WORK INSTRUCTIONS: Look below for the line containing "Spot plaster wall in this frame.". Output it and each remaining line of the entries exactly, and nothing else.

__________

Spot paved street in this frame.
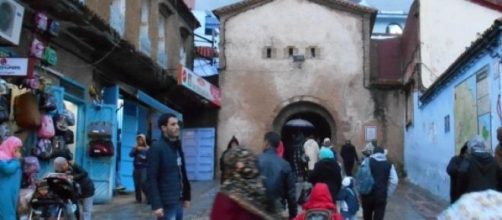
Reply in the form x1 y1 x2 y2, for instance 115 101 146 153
93 179 448 220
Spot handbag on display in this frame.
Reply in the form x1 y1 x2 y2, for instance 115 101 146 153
0 96 10 123
88 139 114 157
37 114 55 138
53 113 69 135
62 108 75 126
34 12 49 32
64 130 74 145
39 92 57 112
30 38 45 59
42 47 57 66
87 121 113 138
33 138 53 161
14 92 41 129
48 20 60 37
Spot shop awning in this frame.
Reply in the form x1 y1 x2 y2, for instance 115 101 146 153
136 90 183 121
196 46 218 59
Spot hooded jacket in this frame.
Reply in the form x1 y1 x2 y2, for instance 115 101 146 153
458 152 502 194
294 183 342 220
129 134 149 169
309 158 342 201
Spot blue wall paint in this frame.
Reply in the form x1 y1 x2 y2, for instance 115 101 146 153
404 35 502 200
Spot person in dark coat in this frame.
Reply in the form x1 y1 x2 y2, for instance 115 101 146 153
147 113 191 220
340 140 359 176
219 136 239 184
446 143 468 204
309 148 342 203
458 135 502 197
495 127 502 169
360 147 398 220
54 157 95 220
258 131 297 219
210 146 275 220
129 134 149 203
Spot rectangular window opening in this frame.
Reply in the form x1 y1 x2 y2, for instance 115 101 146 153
266 48 272 58
310 47 316 58
288 47 294 57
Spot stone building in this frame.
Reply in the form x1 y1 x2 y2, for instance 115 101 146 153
214 0 405 171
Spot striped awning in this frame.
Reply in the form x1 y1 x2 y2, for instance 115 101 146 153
196 46 218 58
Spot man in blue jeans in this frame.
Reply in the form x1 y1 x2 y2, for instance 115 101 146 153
147 113 191 220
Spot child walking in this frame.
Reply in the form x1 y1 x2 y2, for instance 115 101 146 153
337 177 360 220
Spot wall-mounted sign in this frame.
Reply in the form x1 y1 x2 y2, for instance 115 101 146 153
177 65 221 107
365 125 377 142
0 57 28 76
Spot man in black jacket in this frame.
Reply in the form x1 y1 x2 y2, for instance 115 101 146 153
147 113 191 220
446 143 468 203
258 131 297 219
361 147 398 220
458 136 502 197
341 140 359 176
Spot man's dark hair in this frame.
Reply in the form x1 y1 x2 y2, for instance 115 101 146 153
157 113 178 129
264 131 281 148
460 143 468 156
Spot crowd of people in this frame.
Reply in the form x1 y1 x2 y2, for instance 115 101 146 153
211 131 399 220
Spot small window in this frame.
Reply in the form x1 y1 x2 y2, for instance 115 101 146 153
266 48 272 58
386 23 403 35
310 47 316 58
288 47 294 57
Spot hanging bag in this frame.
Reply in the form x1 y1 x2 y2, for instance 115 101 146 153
87 121 113 138
0 96 10 123
88 139 114 157
53 113 69 135
14 92 41 129
39 92 57 112
33 138 53 161
37 114 55 138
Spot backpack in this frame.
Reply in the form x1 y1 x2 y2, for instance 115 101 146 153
356 158 374 195
89 139 114 157
21 156 40 188
33 138 53 161
14 92 41 129
38 115 55 138
305 209 333 220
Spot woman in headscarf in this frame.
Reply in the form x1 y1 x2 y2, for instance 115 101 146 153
129 134 149 203
211 146 276 220
0 136 23 220
220 136 239 184
308 148 342 203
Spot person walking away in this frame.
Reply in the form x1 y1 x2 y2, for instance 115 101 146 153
495 127 502 169
147 113 191 220
258 131 297 219
210 146 276 220
337 177 359 220
220 136 239 184
54 156 95 220
130 134 149 203
321 138 337 161
457 135 502 197
0 136 23 220
360 147 398 220
294 183 343 220
304 135 320 175
341 140 359 176
446 143 468 203
309 148 342 203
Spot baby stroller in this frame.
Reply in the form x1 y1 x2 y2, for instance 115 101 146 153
28 173 80 220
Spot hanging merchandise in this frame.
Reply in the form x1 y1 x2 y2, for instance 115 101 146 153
87 121 113 138
37 114 55 138
63 130 74 145
48 20 60 37
62 108 75 126
14 92 41 129
21 156 40 189
0 123 10 142
0 79 9 95
88 139 114 157
39 92 57 112
22 70 40 90
0 95 9 123
53 113 69 135
34 12 49 32
33 138 53 161
51 136 69 158
30 38 45 59
42 46 57 66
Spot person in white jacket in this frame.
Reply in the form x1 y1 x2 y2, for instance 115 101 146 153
303 136 320 173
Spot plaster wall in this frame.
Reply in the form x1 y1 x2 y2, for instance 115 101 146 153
404 38 501 200
218 0 402 165
419 0 500 88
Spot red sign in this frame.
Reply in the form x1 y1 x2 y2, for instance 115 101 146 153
177 65 221 107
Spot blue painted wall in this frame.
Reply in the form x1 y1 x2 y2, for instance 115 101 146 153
404 34 502 200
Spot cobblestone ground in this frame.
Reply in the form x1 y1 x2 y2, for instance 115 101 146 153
92 179 448 220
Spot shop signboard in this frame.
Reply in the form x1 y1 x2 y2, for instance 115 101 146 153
0 57 28 76
177 65 221 107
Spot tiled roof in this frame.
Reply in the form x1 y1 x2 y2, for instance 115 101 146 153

__________

RESULT OF THE TASK:
Spot plaster wall in this frame.
Reply in the form x1 y1 x2 y2, for instance 115 101 146 153
404 38 501 200
218 0 402 165
419 0 500 88
Spot red sign in this frame.
Reply in the form x1 y1 x2 y2, for instance 115 101 146 153
177 65 221 107
Spot blue painted wall in this frame.
Reply in the form x1 y1 x2 y2, for instance 115 101 146 153
404 34 502 200
Spot cobblestone ground in this frame.
Reply in the form x1 y1 x2 y2, for instance 115 101 146 153
92 179 448 220
Spot shop signboard in this frame.
Reply in the form x1 y1 x2 y2, for instance 115 101 146 153
0 57 28 76
177 65 221 107
Spot tiled roof in this frame.
Reply in the form x1 y1 x2 y2, for instance 115 101 146 153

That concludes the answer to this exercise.